■ EXERCISE DETAILS:
Give back every entry precisely as written, without any of the images.

■ RECORDS SHOWN:

┄┄┄┄┄┄┄┄┄┄┄┄┄┄┄┄┄┄┄┄

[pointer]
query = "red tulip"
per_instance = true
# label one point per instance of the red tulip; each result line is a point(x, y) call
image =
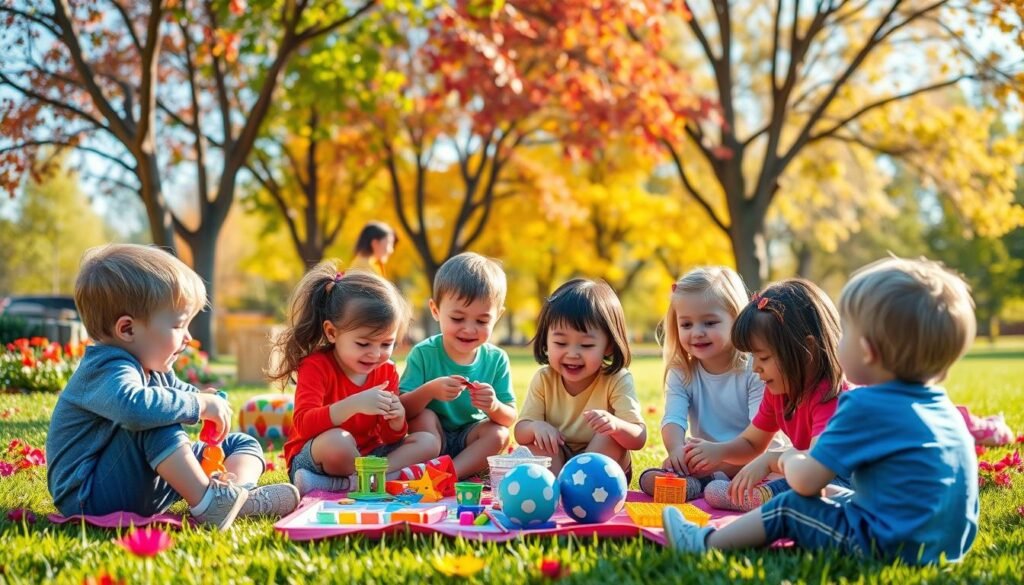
point(145, 542)
point(553, 569)
point(18, 514)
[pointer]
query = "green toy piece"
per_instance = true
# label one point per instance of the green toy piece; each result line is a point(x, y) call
point(371, 472)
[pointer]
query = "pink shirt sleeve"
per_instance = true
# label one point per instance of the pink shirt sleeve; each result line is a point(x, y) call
point(312, 416)
point(767, 416)
point(820, 414)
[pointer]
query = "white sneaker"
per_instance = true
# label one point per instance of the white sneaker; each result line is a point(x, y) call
point(272, 500)
point(682, 534)
point(227, 500)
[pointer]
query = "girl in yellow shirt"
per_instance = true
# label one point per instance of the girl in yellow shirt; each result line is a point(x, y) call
point(583, 398)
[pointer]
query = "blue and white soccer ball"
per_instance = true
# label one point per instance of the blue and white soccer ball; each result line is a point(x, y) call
point(593, 488)
point(528, 495)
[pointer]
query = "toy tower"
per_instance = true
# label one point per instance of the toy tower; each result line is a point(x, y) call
point(371, 472)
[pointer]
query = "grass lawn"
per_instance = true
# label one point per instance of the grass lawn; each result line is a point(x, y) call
point(988, 380)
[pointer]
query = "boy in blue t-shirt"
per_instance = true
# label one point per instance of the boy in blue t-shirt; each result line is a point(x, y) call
point(913, 469)
point(456, 385)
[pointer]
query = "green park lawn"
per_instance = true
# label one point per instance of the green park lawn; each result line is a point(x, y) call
point(990, 379)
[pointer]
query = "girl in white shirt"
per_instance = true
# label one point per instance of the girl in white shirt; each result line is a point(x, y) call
point(711, 389)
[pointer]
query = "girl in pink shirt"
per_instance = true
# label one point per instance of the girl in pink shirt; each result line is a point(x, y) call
point(792, 330)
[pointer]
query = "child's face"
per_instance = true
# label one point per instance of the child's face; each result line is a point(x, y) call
point(465, 327)
point(360, 350)
point(158, 342)
point(705, 329)
point(577, 356)
point(852, 356)
point(766, 366)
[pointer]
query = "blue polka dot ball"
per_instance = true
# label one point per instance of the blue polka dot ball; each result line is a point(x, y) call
point(593, 488)
point(528, 495)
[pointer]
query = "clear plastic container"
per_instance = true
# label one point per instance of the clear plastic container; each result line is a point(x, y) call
point(502, 464)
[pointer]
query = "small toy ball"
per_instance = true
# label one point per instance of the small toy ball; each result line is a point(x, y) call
point(593, 488)
point(528, 495)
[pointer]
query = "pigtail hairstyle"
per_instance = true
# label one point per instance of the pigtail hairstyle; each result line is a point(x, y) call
point(799, 324)
point(349, 300)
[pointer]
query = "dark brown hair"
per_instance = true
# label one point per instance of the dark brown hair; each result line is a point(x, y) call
point(781, 318)
point(585, 304)
point(349, 300)
point(372, 232)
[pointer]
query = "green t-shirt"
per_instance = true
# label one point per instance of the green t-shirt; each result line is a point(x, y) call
point(428, 361)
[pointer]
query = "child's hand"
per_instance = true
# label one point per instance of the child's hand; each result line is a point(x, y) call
point(602, 421)
point(446, 388)
point(212, 407)
point(547, 436)
point(748, 478)
point(702, 456)
point(676, 460)
point(374, 402)
point(482, 395)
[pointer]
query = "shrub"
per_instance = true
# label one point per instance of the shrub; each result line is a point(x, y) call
point(193, 366)
point(36, 364)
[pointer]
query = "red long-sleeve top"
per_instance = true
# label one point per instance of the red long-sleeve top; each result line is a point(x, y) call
point(321, 383)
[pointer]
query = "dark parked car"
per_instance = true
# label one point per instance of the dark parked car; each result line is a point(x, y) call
point(53, 317)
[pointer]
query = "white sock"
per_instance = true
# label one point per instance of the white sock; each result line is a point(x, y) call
point(203, 503)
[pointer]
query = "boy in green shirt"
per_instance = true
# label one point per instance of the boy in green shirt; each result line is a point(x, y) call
point(456, 384)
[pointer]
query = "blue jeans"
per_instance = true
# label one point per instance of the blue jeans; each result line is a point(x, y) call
point(125, 476)
point(813, 523)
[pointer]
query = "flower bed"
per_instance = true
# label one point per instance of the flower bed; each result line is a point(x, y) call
point(37, 364)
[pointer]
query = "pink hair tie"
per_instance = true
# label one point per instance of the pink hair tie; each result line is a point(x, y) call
point(334, 281)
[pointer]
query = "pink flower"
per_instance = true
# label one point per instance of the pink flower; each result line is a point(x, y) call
point(553, 569)
point(34, 457)
point(18, 514)
point(145, 542)
point(101, 579)
point(1004, 479)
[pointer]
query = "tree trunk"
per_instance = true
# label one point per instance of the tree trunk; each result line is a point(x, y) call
point(748, 238)
point(204, 251)
point(151, 191)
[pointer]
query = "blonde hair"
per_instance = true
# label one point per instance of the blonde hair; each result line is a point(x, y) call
point(133, 280)
point(716, 284)
point(916, 315)
point(470, 277)
point(349, 300)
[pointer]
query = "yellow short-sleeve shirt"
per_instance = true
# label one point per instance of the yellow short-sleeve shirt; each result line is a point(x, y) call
point(548, 401)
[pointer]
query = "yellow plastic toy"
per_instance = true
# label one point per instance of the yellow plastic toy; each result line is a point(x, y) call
point(649, 514)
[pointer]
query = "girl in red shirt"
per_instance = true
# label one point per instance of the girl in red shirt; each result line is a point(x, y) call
point(343, 329)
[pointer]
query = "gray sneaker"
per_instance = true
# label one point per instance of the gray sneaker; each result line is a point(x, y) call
point(307, 481)
point(227, 501)
point(682, 534)
point(272, 500)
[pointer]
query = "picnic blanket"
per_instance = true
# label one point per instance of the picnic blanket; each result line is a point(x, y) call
point(301, 524)
point(121, 519)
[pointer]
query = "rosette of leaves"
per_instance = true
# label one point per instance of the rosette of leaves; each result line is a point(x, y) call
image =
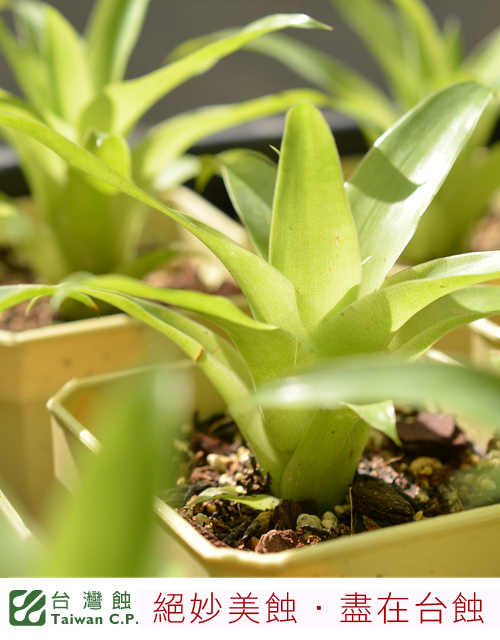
point(75, 86)
point(415, 57)
point(317, 282)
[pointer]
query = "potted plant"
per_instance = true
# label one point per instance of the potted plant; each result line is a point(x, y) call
point(316, 285)
point(75, 86)
point(123, 524)
point(452, 545)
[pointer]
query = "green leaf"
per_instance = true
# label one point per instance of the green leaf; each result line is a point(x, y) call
point(370, 323)
point(62, 57)
point(267, 350)
point(113, 506)
point(113, 30)
point(357, 96)
point(403, 171)
point(466, 192)
point(442, 316)
point(168, 140)
point(260, 502)
point(220, 362)
point(432, 50)
point(484, 61)
point(325, 459)
point(147, 262)
point(10, 295)
point(27, 68)
point(269, 293)
point(449, 388)
point(313, 239)
point(250, 180)
point(122, 104)
point(374, 22)
point(380, 416)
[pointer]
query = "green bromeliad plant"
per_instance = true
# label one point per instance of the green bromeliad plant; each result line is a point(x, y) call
point(75, 86)
point(416, 58)
point(317, 282)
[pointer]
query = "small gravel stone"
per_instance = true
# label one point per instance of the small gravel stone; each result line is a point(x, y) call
point(342, 509)
point(306, 519)
point(226, 481)
point(329, 520)
point(421, 496)
point(218, 462)
point(202, 519)
point(274, 541)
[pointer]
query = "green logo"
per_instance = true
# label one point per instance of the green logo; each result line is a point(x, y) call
point(27, 608)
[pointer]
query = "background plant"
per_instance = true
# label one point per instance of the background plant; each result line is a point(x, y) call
point(416, 57)
point(317, 283)
point(75, 85)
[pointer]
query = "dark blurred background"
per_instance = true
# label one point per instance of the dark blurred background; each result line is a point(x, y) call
point(244, 75)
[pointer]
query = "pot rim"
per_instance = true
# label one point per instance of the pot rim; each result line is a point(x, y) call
point(209, 554)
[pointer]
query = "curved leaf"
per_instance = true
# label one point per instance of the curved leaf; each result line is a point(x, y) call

┄┄┄┄┄┄┄┄┄┄┄┄┄┄┄┄┄┄┄┄

■ ANSWER BOX:
[pointer]
query = "red tulip"
per_instance = true
# label one point per instance of the red tulip; each result line is a point(x, y) call
image =
point(145, 542)
point(553, 569)
point(18, 514)
[pointer]
query = "green toy piece"
per_instance = true
# label one point per instance of the green toy piece; each result line is a point(x, y) call
point(371, 472)
[pointer]
query = "pink shirt sleeve"
per_instance = true
# label one point per instance of the pink shirt sleeve; each result line is a point(x, y) call
point(312, 416)
point(767, 416)
point(820, 414)
[pointer]
query = "white sneaker"
per_instance = true
# label one point per instance of the white sneaker; each result line is a point(x, y) call
point(272, 500)
point(682, 534)
point(227, 500)
[pointer]
query = "girl in yellow shirt"
per_instance = true
# label one point per instance of the girl in yellow shirt; each result line is a point(x, y) call
point(583, 398)
[pointer]
query = "blue and white soccer ball"
per_instance = true
# label one point per instance of the blue and white soccer ball; each result line is a point(x, y) call
point(593, 488)
point(528, 495)
[pointer]
query = "toy tower"
per_instance = true
# label one point per instance of the toy tower; each result line is a point(x, y) call
point(371, 472)
[pointer]
query = "grass lawn"
per_instance = true
# label one point per instance of the grass lawn; each result line is a point(x, y) call
point(988, 380)
[pointer]
query = "boy in blue t-shirt"
per_instance = true
# label one point per instance of the boy in blue t-shirt; each result line is a point(x, y) call
point(913, 469)
point(456, 385)
[pointer]
query = "green park lawn"
per_instance = true
# label one point per instance of the green park lawn; each result line is a point(x, y) call
point(990, 379)
[pointer]
query = "girl in white shirt"
per_instance = true
# label one point per instance of the girl in white shirt; each result line is a point(x, y) call
point(711, 389)
[pointer]
query = "girl in pink shirt"
per_instance = true
# label one point per instance of the girl in pink shirt; each result line is a point(x, y) call
point(792, 330)
[pointer]
query = "child's face"
per_instance = true
# label one point per instance of the child's face; each result line is a point(x, y) call
point(465, 327)
point(360, 350)
point(158, 342)
point(705, 329)
point(577, 356)
point(852, 356)
point(766, 366)
[pointer]
query = "blue polka dot ball"
per_instance = true
# label one point per instance of the blue polka dot ball; each result line is a point(x, y) call
point(593, 488)
point(528, 495)
[pointer]
query = "clear plastic container"
per_instance = true
# label one point per instance of the clear plastic container; each result line is a point(x, y) call
point(502, 464)
[pointer]
query = "small toy ball"
per_instance = true
# label one point per instance of the small toy ball; each result line is a point(x, y) call
point(593, 488)
point(528, 495)
[pointer]
query = "pigtail hairstyle"
per_instance = true
# label one point per instance of the pigtail hairstyle; each result line is a point(x, y) call
point(799, 324)
point(349, 300)
[pointer]
query = "dark brown hair"
per_instance = true
# label one point per instance of the dark brown hair; each result line is a point(x, y) call
point(781, 318)
point(585, 304)
point(349, 300)
point(372, 232)
[pointer]
query = "green t-shirt"
per_instance = true
# label one point per instance of the green t-shirt; each result line is a point(x, y) call
point(428, 361)
[pointer]
query = "child's hand"
per_instance = true
# label one point per instance of the child's hand; each result line is a point(x, y) call
point(602, 421)
point(446, 388)
point(212, 407)
point(547, 436)
point(748, 478)
point(702, 456)
point(676, 460)
point(374, 402)
point(482, 395)
[pointer]
query = "shrub"
per_instance = true
# label one point per instance of the shrub; each result line is a point(x, y) call
point(193, 366)
point(36, 364)
[pointer]
query = "red long-sleeve top"
per_instance = true
# label one point per instance of the red long-sleeve top; each result line is a point(x, y) call
point(321, 383)
[pointer]
query = "dark parked car"
per_instance = true
# label one point per instance of the dark parked car; each result line is a point(x, y) call
point(53, 317)
[pointer]
query = "white sock"
per_instance = true
# label one point per instance of the white sock; each result line is a point(x, y) call
point(203, 503)
[pointer]
query = "boy in green shirt"
per_instance = true
# label one point per instance of the boy in green shirt; each result line is a point(x, y) call
point(456, 384)
[pointer]
query = "blue jeans"
per_instance = true
# label one point per instance of the blue jeans; each result line is a point(x, y) call
point(125, 476)
point(813, 523)
[pointer]
query = "flower bed"
per_instance = true
# label one point per instance of the flower bed; each result line is a point(x, y) call
point(37, 364)
[pointer]
query = "pink hair tie"
per_instance = true
# label one point per instance of the pink hair tie; each result line is a point(x, y) call
point(334, 281)
[pointer]
query = "pink flower"
per_instance = true
# label one point per instance of the pink flower; each result line is a point(x, y) call
point(553, 569)
point(34, 457)
point(18, 514)
point(145, 542)
point(101, 579)
point(1004, 479)
[pointer]
query = "tree trunk"
per_instance = true
# label one point per instance of the tree trunk; each result line is a point(x, y) call
point(748, 238)
point(204, 251)
point(151, 191)
[pointer]
query = "blonde hair"
per_instance = true
# label one point per instance of the blonde hair; each result line is a point(x, y) call
point(133, 280)
point(716, 284)
point(916, 315)
point(470, 277)
point(349, 300)
[pointer]
query = "yellow short-sleeve shirt"
per_instance = true
# label one point per instance of the yellow short-sleeve shirt; each result line is a point(x, y) call
point(548, 401)
[pointer]
query = "yellow plastic toy"
per_instance = true
# label one point per instance of the yellow plastic toy; each result line is a point(x, y) call
point(649, 514)
[pointer]
query = "girl in red shirt"
per_instance = true
# label one point per instance of the girl in red shirt; each result line is a point(x, y) call
point(343, 329)
[pointer]
query = "gray sneaker"
per_instance = true
# label one point per instance of the gray sneaker; each result line is a point(x, y) call
point(307, 481)
point(227, 501)
point(682, 534)
point(272, 500)
[pointer]
query = "picnic blanket"
per_instance = true
# label one point per instance of the picnic blanket; each result line is a point(x, y) call
point(301, 524)
point(121, 519)
[pointer]
query = "rosette of leaves"
per_instance = true
# label one point per instance of the rosette of leaves; each result line is a point(x, y) call
image =
point(75, 86)
point(415, 57)
point(317, 282)
[pointer]
query = "potted plant"
per_instance = true
# label one point per instance of the potted plant; each result line is a point(x, y) call
point(316, 285)
point(75, 86)
point(123, 524)
point(452, 545)
[pointer]
query = "green leaf"
per_instance = true
# label one point per instance of the green leaf; each result line is a point(x, y) call
point(370, 323)
point(62, 57)
point(267, 350)
point(113, 506)
point(113, 30)
point(357, 96)
point(403, 171)
point(466, 192)
point(442, 316)
point(168, 140)
point(260, 502)
point(220, 362)
point(432, 50)
point(484, 61)
point(325, 459)
point(147, 262)
point(10, 295)
point(27, 68)
point(269, 293)
point(449, 388)
point(313, 239)
point(250, 180)
point(122, 104)
point(374, 22)
point(380, 416)
[pointer]
query = "green bromeliad plant"
per_instance = true
# label one point per instance of the green bromeliad plant; each result line is a point(x, y) call
point(75, 86)
point(416, 58)
point(317, 282)
[pointer]
query = "small gravel stone"
per_instance = true
# label one point per instance of the small gravel stone; each result line is a point(x, y) call
point(342, 509)
point(306, 519)
point(226, 481)
point(329, 520)
point(421, 496)
point(218, 462)
point(202, 519)
point(274, 541)
[pointer]
query = "green logo"
per_instance = true
# label one point per instance of the green logo; each result line is a point(x, y) call
point(27, 608)
[pointer]
query = "background plant"
per_instance = true
# label one point per instance of the background plant; each result line is a point(x, y) call
point(416, 57)
point(317, 283)
point(75, 85)
[pointer]
query = "dark blurred background"
per_instance = true
# label one point per instance of the dark blurred background; each result line is a point(x, y) call
point(244, 75)
[pointer]
query = "pot rim"
per_instance = true
# label one point per instance of the pot rim; each result line is a point(x, y) call
point(209, 554)
[pointer]
query = "curved leaf"
per_instance = true
# label one point per instance of the curved leaf; each result line is a point(x, y) call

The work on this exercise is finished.